(THE PROBLEM)
Exactly repeat the material, dropping only the pictures.

[Entries taken from a collection]

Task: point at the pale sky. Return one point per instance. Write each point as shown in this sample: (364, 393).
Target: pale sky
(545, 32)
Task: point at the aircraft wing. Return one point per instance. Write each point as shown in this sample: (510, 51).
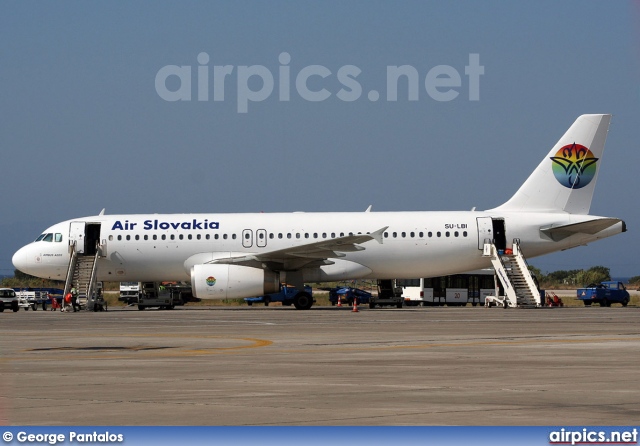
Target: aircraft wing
(557, 233)
(307, 255)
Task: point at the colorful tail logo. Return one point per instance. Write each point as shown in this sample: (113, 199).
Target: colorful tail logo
(574, 166)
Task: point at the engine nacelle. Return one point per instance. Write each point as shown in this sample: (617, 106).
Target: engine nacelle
(232, 281)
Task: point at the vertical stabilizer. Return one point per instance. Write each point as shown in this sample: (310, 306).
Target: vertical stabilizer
(565, 179)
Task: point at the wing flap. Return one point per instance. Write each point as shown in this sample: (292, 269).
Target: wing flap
(591, 227)
(308, 254)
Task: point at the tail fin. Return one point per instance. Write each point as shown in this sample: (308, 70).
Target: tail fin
(565, 179)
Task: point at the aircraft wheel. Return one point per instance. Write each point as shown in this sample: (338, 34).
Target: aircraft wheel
(303, 301)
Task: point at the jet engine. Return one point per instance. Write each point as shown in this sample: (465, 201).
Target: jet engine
(232, 281)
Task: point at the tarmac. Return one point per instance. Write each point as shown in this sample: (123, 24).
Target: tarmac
(327, 366)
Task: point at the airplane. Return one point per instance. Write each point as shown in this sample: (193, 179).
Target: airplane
(251, 254)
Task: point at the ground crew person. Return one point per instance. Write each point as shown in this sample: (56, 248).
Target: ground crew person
(74, 299)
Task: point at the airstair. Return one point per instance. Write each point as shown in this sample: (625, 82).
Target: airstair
(513, 272)
(82, 275)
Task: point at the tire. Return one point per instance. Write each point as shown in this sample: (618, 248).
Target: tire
(303, 301)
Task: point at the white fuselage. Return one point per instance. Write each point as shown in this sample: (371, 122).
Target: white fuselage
(156, 247)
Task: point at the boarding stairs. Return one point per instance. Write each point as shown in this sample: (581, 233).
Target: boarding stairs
(513, 272)
(82, 275)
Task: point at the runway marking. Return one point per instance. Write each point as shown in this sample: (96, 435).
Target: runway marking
(148, 350)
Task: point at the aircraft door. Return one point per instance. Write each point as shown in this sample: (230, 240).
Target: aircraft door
(247, 238)
(76, 234)
(261, 238)
(485, 230)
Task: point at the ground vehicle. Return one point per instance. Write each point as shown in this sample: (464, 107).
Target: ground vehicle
(286, 295)
(388, 295)
(347, 294)
(155, 295)
(604, 293)
(34, 297)
(8, 300)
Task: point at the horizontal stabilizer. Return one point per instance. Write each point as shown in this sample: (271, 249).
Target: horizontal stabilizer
(557, 233)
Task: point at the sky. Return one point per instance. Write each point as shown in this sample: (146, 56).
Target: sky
(89, 117)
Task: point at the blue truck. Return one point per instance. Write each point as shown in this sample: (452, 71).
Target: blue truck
(604, 293)
(347, 294)
(286, 295)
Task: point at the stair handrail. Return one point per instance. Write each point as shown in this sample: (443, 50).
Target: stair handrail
(72, 266)
(92, 279)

(SOLUTION TO THIS TASK)
Task: point at the pale sky. Return one point per instance. Write each point as shown in this sample: (364, 393).
Target: pale sky
(545, 32)
Task: point at the aircraft wing. Return one point per instance. Write each point as shown in this sample: (510, 51).
Target: aircraft wing
(557, 233)
(307, 255)
Task: point at the colorful tail logo. Return one point per instance. Write each point as shown in this sample: (113, 199).
Target: colorful tail logo
(574, 166)
Task: point at the engine nacelle. Return one point per instance. Write each point as shown in this sample: (617, 106).
Target: engine nacelle
(232, 281)
Task: point at the vertical stabilizer. Return one point per instance. Write each point as shown in this sample: (310, 306).
Target: vertical stabilizer
(565, 179)
Task: point at the wing flap. Return one point per instance. Write each point as shown in this sample: (292, 269).
Target: wing flap
(591, 227)
(308, 254)
Task: point at the tail fin. Return one point per instance. Write each point as shown in this sample: (308, 70).
Target: tail fin
(565, 179)
Task: point at the aircraft wheel. Return one point per instance. Write each point as shown in this sample: (338, 34).
Target: aircraft wheel
(303, 301)
Task: point at the jet engine. Return one point per instance. Write each point as shown in this sample: (465, 201).
Target: jet engine
(232, 281)
Task: point at the tarmac. Return one point per instance. Write each point as shown in this sample: (123, 24).
Target: tarmac
(327, 366)
Task: point at the airplane. Return one point per instance. Write each point as shown in this sample: (193, 179).
Target: airplane
(251, 254)
Task: point at the ground crew person. Return one point per instance. Write each point as shown in this sample: (56, 248).
Target: ground crew person
(74, 299)
Task: point at the airstair. Return one point per instance. Write each point as shown in this sample: (625, 82).
Target: airstair
(513, 272)
(82, 275)
Task: point at the tire. Return one point per instance. Write each point as shown in this sample: (618, 248).
Target: tire
(303, 301)
Task: point at the white fuselage. Return one point per instance. Write each point as shown in this sample: (371, 122).
Target: white fuselage
(156, 247)
Task: point at the boarding stairs. Return one point per instance. Write each point as shown in this sample: (581, 233).
Target: boarding stairs
(513, 272)
(82, 275)
Task: point at the runway marking. Return one point per instance. Write each point as shown in this sample: (96, 435).
Target: runway marking
(148, 350)
Task: point at the aircraft door. Return one point per instance. Write each point as shown in this sample: (230, 240).
Target: aircraft door
(247, 238)
(76, 234)
(261, 238)
(485, 230)
Task: point at the ground vehicle. Return one point per instance. Write each point as shown in this sample: (464, 107).
Target: ground vehicle
(286, 295)
(388, 295)
(347, 294)
(155, 295)
(604, 293)
(34, 297)
(8, 300)
Task: point at the horizontal stabilizer. Return one point per instance. Write each point as shown in this sample: (271, 249).
Target: horizontal stabilizer
(557, 233)
Task: point at the sky. Return one point per instance. Write each point as shown in this sample: (146, 56).
Target: sky
(89, 117)
Task: point at the blue truck. Return one point per instance. Write each point as shown in this sample: (452, 71).
Target: blue truck
(604, 293)
(347, 294)
(286, 295)
Task: point at the stair handrail. Return one point per instance. Write each point as shown in this sample: (443, 50).
Target: stair handrail
(72, 266)
(92, 279)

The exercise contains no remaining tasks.